Guter Schamanen-Rat ist teuer

„Fliegt der Marienkäfer als Krafttier in Ihr Leben, so steht Ihnen eine glückliche Zeit und gutes Gelingen bei all Ihren Vorhaben bevor“, so steht es auf einer Schamanen-Homepage. So gesehen müsste bei mir in den nächsten Wochen so ziemlich alles klappen, wenn ich mir die Käfermasse an den Scheiben so betrachte. Jetzt habe ich aber gerade gar nichts Besonderes vor. Ärgerlich. Aber da kann man nichts machen. Allenfalls könnte ich versuchen, das große Krabbeln auf einen Schlag loszuwerden. Doch ob die Tiere auch Kraft spenden, wenn es um ihre eigene Vernichtung oder zumindest Vertreibung geht, ist nicht gewiss. Und da ich keine Schamanen persönlich kenne, kann ich auch nicht fragen.

Zu lösende Aufgaben:
(1) Was steht laut der zitierten Schamanen-Homepage bevor, wenn der Marienkäfer als Krafttier ins eigene Leben fliegt?
(2) Schreiben Sie aus dem Text über den Marienkäfer als Krafttier samt Überschrift jedes Wort heraus, das mit „Schamanen“ beginnt, in der Reihenfolge seines Vorkommens.
(3) Greifen Sie den Text über den Marienkäfer als Krafttier nach seinem letzten Satz wieder auf und schreiben Sie ihn weiter.

[Daten zum Zeigen auf Regionen]
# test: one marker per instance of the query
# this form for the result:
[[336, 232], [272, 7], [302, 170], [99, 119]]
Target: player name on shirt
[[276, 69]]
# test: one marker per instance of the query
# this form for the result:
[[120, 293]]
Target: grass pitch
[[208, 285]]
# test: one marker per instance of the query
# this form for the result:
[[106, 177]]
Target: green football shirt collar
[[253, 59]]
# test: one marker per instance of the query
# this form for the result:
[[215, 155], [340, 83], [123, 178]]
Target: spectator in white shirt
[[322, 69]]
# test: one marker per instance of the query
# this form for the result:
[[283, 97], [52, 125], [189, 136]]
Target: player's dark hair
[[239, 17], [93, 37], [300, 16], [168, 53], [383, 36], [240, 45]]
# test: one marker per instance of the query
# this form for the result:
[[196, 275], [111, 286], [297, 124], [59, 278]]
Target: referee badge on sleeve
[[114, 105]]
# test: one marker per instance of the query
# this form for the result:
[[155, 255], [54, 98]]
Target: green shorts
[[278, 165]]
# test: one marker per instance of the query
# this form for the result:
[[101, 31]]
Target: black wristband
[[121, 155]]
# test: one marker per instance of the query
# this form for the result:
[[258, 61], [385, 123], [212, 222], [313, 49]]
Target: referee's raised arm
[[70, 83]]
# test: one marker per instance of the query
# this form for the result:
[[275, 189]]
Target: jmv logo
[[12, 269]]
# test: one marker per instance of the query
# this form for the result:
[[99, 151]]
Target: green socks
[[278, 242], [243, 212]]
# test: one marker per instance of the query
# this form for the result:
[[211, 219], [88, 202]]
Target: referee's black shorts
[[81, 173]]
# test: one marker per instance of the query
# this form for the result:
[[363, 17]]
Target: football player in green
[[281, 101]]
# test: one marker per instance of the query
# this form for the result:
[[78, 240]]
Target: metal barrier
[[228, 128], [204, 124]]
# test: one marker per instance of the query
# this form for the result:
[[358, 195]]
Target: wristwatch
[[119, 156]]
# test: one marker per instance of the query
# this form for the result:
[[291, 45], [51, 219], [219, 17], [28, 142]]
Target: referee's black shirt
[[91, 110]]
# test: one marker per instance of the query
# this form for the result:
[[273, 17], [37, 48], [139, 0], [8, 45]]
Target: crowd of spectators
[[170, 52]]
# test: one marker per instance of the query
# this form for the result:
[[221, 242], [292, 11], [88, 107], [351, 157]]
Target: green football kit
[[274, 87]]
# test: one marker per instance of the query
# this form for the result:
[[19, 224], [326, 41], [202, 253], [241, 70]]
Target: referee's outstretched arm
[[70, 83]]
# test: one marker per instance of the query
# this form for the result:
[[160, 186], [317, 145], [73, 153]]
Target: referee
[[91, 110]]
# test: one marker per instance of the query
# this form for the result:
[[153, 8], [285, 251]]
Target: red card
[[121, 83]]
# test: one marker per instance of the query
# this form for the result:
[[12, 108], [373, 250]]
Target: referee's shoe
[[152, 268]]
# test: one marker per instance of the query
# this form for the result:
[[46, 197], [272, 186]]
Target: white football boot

...

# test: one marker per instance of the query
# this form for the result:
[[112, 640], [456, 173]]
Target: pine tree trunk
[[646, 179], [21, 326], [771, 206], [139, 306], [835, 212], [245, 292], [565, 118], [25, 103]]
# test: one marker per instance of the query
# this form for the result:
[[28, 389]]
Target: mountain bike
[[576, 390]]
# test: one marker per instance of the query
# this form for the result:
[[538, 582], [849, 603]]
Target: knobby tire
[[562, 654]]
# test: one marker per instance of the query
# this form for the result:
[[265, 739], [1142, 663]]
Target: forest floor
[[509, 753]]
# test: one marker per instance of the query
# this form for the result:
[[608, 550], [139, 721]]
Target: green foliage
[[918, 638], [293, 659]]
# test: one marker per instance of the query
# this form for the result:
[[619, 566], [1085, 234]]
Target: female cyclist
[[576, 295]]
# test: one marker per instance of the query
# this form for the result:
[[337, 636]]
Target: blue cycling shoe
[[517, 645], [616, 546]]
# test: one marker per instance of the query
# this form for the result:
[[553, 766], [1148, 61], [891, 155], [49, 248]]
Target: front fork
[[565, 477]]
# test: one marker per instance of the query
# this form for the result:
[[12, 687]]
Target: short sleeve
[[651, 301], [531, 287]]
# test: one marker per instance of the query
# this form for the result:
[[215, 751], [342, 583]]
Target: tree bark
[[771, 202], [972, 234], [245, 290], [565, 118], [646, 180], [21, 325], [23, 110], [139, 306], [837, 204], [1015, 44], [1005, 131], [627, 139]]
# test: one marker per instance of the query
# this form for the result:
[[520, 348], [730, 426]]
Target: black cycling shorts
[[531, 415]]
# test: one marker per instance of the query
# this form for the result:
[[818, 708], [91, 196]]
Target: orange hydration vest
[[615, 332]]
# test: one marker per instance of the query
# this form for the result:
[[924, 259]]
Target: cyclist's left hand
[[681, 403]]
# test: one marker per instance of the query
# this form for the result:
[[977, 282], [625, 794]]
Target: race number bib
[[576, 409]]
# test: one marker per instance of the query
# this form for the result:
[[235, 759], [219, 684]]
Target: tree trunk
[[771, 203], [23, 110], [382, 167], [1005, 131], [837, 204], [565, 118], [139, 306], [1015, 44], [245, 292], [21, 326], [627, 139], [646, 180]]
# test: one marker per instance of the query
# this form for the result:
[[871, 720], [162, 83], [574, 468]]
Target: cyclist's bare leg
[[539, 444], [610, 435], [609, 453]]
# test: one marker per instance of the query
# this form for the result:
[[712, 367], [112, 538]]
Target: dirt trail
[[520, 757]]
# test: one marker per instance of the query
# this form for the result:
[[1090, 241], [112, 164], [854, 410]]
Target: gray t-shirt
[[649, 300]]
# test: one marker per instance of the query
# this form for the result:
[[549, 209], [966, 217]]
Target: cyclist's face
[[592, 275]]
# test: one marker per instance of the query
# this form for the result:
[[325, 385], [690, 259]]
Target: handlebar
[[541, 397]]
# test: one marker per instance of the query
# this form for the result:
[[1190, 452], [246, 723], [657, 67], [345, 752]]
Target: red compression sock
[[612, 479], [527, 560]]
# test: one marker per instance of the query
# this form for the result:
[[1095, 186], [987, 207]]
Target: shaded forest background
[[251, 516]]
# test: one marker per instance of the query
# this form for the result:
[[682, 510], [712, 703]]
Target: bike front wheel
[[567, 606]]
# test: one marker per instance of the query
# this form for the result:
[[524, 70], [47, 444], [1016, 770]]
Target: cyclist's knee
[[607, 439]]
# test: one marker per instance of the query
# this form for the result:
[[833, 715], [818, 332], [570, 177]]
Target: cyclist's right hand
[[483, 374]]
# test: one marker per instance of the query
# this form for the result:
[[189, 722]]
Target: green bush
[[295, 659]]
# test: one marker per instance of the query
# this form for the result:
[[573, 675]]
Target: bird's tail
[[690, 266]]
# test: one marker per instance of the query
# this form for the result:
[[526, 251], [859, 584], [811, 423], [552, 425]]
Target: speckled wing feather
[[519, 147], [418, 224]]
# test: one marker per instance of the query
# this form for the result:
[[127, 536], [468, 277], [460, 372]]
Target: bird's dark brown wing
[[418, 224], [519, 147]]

==

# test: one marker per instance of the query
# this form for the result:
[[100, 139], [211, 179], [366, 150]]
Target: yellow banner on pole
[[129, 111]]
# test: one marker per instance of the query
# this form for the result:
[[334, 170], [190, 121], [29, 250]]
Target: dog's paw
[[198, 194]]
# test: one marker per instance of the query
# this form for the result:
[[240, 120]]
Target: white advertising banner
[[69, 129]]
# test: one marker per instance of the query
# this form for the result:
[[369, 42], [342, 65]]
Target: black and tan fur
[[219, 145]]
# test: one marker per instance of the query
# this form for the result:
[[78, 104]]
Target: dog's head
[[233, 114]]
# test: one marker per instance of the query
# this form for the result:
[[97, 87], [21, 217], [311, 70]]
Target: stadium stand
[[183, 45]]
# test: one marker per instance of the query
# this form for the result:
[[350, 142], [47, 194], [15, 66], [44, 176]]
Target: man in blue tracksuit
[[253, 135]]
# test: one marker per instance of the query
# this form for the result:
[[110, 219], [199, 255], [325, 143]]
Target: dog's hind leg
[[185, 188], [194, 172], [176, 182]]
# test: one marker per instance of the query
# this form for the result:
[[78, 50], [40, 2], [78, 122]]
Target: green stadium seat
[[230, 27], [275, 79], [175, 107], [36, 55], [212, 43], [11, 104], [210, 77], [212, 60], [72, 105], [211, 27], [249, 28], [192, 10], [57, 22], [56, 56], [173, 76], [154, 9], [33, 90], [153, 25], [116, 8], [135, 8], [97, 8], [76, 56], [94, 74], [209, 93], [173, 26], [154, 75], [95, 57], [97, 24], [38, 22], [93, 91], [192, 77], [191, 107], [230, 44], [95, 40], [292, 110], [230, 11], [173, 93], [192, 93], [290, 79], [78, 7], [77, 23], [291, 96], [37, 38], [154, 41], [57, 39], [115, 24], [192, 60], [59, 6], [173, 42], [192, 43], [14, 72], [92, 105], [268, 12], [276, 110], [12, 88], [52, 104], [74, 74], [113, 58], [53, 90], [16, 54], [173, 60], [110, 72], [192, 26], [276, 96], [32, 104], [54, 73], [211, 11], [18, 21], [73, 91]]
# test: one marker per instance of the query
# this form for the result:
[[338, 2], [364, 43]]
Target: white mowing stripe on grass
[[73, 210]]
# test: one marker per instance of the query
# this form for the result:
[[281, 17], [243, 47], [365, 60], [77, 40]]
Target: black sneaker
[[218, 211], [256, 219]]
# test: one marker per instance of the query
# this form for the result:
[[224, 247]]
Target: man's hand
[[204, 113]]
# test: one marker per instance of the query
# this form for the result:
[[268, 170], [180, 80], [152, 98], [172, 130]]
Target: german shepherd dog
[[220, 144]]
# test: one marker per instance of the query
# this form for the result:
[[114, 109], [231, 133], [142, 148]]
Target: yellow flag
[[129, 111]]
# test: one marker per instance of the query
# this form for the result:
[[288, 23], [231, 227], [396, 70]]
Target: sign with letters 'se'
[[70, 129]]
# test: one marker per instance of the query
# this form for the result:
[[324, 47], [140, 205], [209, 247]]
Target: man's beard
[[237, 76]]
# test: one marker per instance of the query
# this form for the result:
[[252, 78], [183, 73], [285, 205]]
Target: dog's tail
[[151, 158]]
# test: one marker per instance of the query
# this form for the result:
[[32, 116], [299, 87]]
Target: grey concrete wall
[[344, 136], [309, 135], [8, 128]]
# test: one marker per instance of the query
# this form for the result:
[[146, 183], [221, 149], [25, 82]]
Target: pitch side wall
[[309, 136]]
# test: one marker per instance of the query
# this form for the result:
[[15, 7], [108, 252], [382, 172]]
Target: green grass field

Lösungen je Aufgabe:
(1) Eine glückliche Zeit und gutes Gelingen bei allen Vorhaben.

(2) Schamanen-Rat, Schamanen-Homepage, Schamanen

(3)
Randale im Rollladenkasten

Halten wir uns an die bekannten Fakten: Die Käfer sind da, sie frieren offensichtlich ein wenig oder fühlen sich aus einem anderen Grund im Freien nicht mehr so gut, vielleicht mögen sie den Herbst nicht, vielleicht sticht ihnen die tiefstehende Sonne in die Augen, keine Ahnung, jedenfalls wollen sie lieber rein. Nicht ganz rein, aber in die Türrahmen und Rolllädenkästen, um es sich dort über Winter halbwegs gemütlich zu machen, so meine Theorie, die von namhaften Biologen unterstützt wird. Ich kann das Bestreben durchaus nachvollziehen, auch ich hab’s im Winter gern warm, dennoch bin ich mir nicht sicher, ob ich während der kalten Monate in einer Wohngemeinschaft mit winzigen gepanzerten Krafttieren leben möchte. Was, wenn ihre Kraft in falsche Bahnen gelenkt wird und sie mir beispielsweise aus Frust und Langeweile den Rollladenkasten zusammentreten?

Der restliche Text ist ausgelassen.